— TASK INSTRUCTIONS —
Reproduce the records from their beginning through the line containing "x=266, y=89", inclusive, with the requests included and every coordinate in the answers shifted by -48. Omit the pictures from your output.

═════ DATA EXCERPTS

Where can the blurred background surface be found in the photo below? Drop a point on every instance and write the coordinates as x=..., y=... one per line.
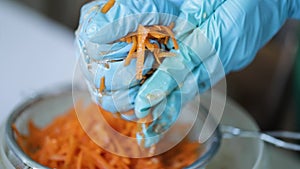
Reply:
x=266, y=89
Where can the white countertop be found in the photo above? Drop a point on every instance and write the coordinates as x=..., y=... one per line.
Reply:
x=36, y=53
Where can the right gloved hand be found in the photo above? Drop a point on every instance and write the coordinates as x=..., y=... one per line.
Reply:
x=216, y=37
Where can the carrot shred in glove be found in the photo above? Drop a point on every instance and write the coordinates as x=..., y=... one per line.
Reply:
x=108, y=6
x=63, y=144
x=141, y=42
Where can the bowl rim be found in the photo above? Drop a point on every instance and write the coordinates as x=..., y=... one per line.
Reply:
x=22, y=158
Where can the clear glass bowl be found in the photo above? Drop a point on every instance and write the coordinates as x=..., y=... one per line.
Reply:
x=43, y=108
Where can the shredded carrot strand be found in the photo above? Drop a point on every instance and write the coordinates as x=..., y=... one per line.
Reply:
x=63, y=144
x=102, y=84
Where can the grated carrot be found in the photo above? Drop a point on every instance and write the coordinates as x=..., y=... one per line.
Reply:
x=108, y=6
x=63, y=144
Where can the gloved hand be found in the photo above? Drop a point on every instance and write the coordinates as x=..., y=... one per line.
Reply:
x=213, y=35
x=102, y=58
x=216, y=37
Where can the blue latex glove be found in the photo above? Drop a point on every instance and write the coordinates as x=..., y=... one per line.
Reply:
x=216, y=32
x=218, y=36
x=102, y=58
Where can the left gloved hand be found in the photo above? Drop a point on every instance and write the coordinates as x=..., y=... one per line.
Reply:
x=103, y=60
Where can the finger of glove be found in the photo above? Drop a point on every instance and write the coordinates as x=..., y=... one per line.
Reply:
x=117, y=101
x=106, y=28
x=238, y=29
x=169, y=75
x=194, y=13
x=167, y=111
x=178, y=3
x=120, y=77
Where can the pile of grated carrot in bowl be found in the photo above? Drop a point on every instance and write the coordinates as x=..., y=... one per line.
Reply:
x=63, y=144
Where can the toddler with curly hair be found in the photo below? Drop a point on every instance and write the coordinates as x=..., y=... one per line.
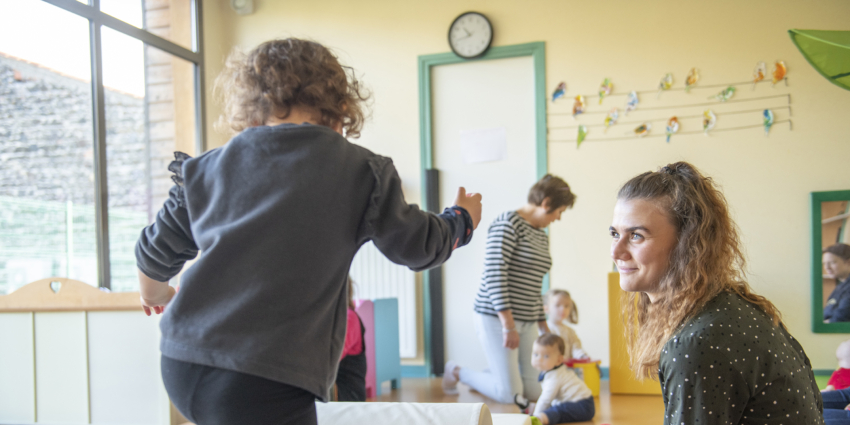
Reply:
x=257, y=329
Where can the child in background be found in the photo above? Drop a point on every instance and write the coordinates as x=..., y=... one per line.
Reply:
x=840, y=379
x=351, y=374
x=257, y=330
x=559, y=306
x=564, y=397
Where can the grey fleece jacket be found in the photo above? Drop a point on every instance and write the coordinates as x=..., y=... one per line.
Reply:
x=279, y=213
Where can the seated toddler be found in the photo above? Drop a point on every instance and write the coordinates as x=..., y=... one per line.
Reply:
x=564, y=397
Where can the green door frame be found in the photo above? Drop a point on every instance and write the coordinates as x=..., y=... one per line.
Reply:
x=537, y=51
x=817, y=265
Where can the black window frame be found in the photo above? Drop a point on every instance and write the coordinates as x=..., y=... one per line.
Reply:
x=97, y=20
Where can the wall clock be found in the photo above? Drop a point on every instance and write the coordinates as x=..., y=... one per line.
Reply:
x=470, y=35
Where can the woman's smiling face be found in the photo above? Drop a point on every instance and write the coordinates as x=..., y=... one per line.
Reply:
x=643, y=238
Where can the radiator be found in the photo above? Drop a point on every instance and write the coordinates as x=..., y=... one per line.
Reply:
x=377, y=277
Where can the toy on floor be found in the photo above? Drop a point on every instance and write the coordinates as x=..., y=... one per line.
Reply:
x=840, y=379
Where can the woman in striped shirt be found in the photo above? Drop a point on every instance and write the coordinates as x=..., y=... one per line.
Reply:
x=508, y=304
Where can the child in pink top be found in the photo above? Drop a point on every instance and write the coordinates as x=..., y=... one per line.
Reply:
x=351, y=374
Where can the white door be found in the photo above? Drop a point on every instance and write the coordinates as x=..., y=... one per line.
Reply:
x=490, y=94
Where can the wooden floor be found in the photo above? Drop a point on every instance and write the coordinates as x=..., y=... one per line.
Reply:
x=614, y=410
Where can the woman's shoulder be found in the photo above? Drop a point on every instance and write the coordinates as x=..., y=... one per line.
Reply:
x=727, y=324
x=506, y=221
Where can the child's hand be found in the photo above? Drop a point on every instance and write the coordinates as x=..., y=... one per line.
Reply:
x=158, y=302
x=471, y=202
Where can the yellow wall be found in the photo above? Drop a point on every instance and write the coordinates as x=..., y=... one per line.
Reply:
x=766, y=180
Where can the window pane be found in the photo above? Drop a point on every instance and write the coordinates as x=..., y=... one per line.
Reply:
x=169, y=19
x=46, y=149
x=150, y=113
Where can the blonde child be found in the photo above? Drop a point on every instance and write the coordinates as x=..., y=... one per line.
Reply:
x=560, y=307
x=564, y=397
x=256, y=332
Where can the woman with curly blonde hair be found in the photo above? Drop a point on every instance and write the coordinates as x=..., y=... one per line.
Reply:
x=257, y=329
x=692, y=321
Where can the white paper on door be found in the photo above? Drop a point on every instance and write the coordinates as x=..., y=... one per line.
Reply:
x=483, y=145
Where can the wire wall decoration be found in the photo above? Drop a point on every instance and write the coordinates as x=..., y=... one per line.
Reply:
x=733, y=108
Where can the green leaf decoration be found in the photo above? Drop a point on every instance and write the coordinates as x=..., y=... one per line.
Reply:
x=827, y=51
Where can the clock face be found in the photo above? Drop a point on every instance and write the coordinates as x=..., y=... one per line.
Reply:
x=470, y=35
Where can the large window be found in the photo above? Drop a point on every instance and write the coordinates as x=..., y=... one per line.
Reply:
x=94, y=99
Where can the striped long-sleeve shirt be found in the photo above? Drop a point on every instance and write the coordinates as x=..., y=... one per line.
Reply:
x=517, y=257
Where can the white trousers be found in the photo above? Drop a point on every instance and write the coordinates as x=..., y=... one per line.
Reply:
x=510, y=370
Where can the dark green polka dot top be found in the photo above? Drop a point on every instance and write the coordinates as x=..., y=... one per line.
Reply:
x=730, y=365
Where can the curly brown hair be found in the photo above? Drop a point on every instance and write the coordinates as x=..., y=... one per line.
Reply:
x=707, y=260
x=281, y=74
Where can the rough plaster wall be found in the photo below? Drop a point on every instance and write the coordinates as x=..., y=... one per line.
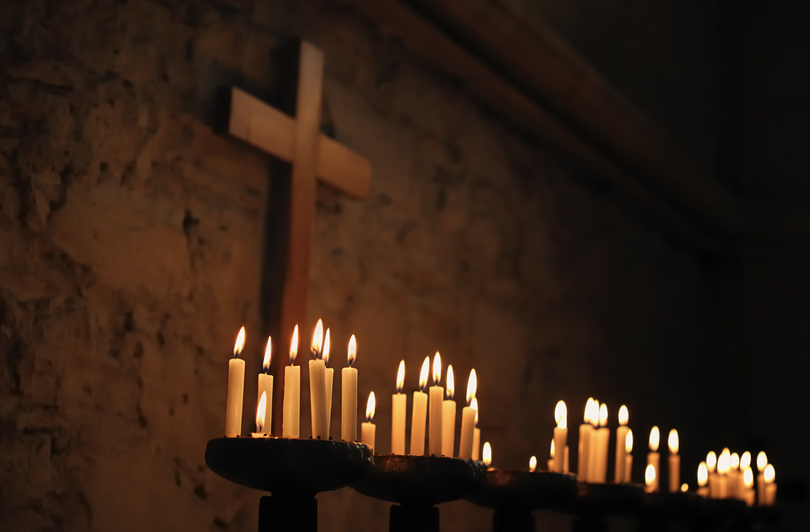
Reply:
x=132, y=243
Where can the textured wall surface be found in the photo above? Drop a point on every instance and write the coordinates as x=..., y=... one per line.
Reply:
x=132, y=249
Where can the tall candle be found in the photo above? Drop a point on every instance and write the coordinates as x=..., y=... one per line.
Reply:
x=266, y=388
x=368, y=431
x=449, y=416
x=419, y=415
x=292, y=393
x=348, y=415
x=436, y=393
x=560, y=435
x=399, y=407
x=317, y=385
x=653, y=458
x=674, y=461
x=466, y=446
x=236, y=389
x=621, y=453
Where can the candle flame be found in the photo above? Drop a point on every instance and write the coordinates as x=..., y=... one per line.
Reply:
x=487, y=454
x=260, y=414
x=327, y=347
x=317, y=339
x=769, y=474
x=624, y=415
x=268, y=355
x=437, y=369
x=561, y=415
x=673, y=441
x=655, y=439
x=240, y=343
x=401, y=376
x=294, y=346
x=472, y=387
x=370, y=407
x=762, y=461
x=703, y=475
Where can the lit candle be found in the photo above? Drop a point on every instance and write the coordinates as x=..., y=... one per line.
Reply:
x=621, y=437
x=449, y=416
x=468, y=413
x=436, y=394
x=329, y=380
x=292, y=393
x=653, y=458
x=419, y=416
x=261, y=409
x=236, y=389
x=584, y=444
x=317, y=385
x=674, y=461
x=266, y=388
x=560, y=435
x=399, y=407
x=368, y=431
x=348, y=404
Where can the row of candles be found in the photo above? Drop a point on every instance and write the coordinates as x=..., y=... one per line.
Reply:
x=726, y=476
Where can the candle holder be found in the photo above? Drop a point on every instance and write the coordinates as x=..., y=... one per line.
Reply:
x=417, y=484
x=515, y=494
x=292, y=470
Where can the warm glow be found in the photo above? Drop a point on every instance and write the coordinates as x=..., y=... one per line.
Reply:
x=561, y=415
x=673, y=441
x=711, y=461
x=317, y=339
x=401, y=376
x=268, y=356
x=655, y=439
x=649, y=475
x=294, y=346
x=703, y=475
x=769, y=474
x=352, y=356
x=240, y=343
x=370, y=407
x=624, y=415
x=423, y=374
x=472, y=387
x=487, y=454
x=762, y=461
x=260, y=414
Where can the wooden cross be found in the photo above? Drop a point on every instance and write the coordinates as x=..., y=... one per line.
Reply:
x=314, y=156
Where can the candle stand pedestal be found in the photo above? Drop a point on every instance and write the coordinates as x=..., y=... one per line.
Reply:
x=293, y=471
x=417, y=484
x=514, y=495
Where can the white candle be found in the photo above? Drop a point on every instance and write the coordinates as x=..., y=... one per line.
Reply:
x=674, y=461
x=292, y=393
x=621, y=453
x=348, y=418
x=466, y=446
x=368, y=431
x=560, y=435
x=449, y=416
x=236, y=389
x=266, y=388
x=419, y=415
x=399, y=407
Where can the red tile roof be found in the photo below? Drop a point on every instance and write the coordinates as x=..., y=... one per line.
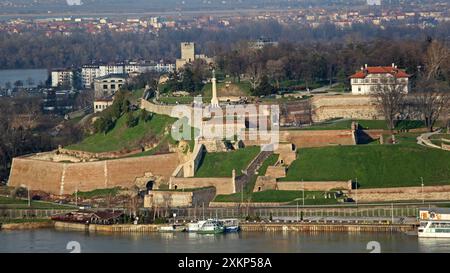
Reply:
x=399, y=73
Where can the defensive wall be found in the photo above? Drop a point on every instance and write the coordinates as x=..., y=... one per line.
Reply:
x=64, y=178
x=194, y=198
x=344, y=106
x=401, y=193
x=223, y=185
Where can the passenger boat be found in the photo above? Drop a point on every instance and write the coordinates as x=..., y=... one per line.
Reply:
x=230, y=225
x=172, y=228
x=434, y=223
x=194, y=227
x=211, y=227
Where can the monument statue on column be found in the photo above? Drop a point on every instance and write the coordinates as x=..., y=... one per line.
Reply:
x=214, y=99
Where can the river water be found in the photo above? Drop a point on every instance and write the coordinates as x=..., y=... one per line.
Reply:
x=49, y=240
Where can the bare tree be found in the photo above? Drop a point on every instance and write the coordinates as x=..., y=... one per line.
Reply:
x=255, y=72
x=275, y=69
x=437, y=54
x=432, y=95
x=432, y=99
x=390, y=96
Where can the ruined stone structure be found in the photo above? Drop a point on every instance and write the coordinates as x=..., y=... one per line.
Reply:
x=64, y=178
x=344, y=106
x=194, y=198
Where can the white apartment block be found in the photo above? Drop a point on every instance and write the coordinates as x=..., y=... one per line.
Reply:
x=90, y=72
x=62, y=77
x=102, y=103
x=106, y=86
x=369, y=78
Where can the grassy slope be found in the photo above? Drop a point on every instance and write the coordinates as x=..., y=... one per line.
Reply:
x=365, y=124
x=222, y=164
x=373, y=165
x=122, y=137
x=243, y=86
x=270, y=161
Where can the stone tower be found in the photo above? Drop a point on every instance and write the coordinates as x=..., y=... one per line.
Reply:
x=214, y=99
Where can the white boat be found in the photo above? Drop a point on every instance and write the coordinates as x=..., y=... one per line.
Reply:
x=172, y=228
x=434, y=223
x=434, y=229
x=211, y=227
x=230, y=225
x=194, y=227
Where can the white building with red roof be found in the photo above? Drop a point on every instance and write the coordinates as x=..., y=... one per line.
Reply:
x=367, y=80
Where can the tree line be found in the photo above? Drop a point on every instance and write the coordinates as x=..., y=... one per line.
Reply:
x=36, y=50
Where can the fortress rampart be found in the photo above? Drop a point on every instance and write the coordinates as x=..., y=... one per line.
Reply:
x=64, y=178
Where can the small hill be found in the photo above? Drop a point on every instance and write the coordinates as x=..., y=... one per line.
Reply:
x=122, y=137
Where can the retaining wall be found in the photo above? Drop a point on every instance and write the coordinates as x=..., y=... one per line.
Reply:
x=223, y=185
x=63, y=178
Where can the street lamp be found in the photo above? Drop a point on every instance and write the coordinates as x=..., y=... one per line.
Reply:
x=423, y=198
x=29, y=199
x=303, y=193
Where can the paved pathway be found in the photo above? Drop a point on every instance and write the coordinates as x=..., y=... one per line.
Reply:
x=424, y=139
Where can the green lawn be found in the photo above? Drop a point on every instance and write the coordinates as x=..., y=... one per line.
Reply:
x=221, y=164
x=373, y=165
x=437, y=139
x=121, y=137
x=311, y=197
x=137, y=94
x=243, y=86
x=364, y=124
x=270, y=161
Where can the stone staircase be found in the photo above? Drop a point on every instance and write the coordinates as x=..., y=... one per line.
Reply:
x=251, y=169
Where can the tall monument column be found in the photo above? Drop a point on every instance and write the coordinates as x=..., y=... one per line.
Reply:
x=214, y=100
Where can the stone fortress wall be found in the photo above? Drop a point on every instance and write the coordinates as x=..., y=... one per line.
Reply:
x=344, y=106
x=64, y=178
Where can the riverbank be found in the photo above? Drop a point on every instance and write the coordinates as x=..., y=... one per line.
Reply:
x=366, y=226
x=251, y=227
x=43, y=223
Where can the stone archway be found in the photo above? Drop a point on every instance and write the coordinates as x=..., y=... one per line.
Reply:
x=149, y=185
x=147, y=182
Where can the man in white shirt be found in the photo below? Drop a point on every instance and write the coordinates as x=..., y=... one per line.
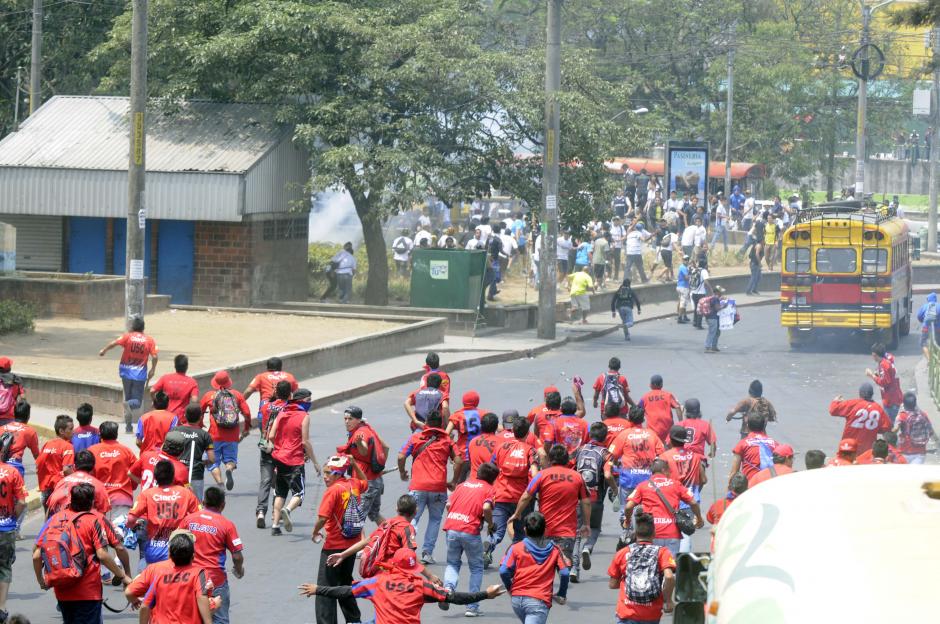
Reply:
x=636, y=236
x=563, y=247
x=401, y=252
x=618, y=235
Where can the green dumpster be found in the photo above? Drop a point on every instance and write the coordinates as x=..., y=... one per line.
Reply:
x=447, y=278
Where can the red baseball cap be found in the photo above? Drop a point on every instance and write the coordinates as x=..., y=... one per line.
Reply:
x=221, y=380
x=848, y=445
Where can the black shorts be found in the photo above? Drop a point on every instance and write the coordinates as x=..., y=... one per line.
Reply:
x=289, y=479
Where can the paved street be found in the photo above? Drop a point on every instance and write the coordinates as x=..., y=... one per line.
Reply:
x=800, y=385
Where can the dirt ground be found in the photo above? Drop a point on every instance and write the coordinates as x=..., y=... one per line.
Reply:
x=69, y=347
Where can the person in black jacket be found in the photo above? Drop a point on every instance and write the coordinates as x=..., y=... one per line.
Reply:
x=623, y=302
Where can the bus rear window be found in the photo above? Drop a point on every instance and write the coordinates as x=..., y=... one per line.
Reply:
x=836, y=260
x=797, y=260
x=874, y=260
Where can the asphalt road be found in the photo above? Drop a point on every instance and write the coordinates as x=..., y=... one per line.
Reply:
x=800, y=384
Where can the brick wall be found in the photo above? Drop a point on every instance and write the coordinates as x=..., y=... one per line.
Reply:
x=223, y=264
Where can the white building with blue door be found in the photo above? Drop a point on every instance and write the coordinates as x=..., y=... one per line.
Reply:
x=227, y=199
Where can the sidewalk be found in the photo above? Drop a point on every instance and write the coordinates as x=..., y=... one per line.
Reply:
x=457, y=353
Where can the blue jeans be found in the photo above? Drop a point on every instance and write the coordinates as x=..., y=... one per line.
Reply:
x=626, y=317
x=530, y=610
x=220, y=615
x=459, y=543
x=134, y=391
x=434, y=502
x=711, y=340
x=755, y=278
x=723, y=231
x=501, y=513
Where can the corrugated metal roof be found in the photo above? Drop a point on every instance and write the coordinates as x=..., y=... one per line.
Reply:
x=85, y=132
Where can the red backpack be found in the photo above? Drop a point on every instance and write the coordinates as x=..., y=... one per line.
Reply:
x=64, y=559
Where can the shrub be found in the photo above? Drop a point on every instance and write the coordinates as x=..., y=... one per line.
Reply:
x=16, y=317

══════════

— ANSWER BELOW —
Where can the blurred background surface be found in the photo below? Drop a point on every instance and write the coordinates as x=..., y=... one per line.
Reply:
x=218, y=41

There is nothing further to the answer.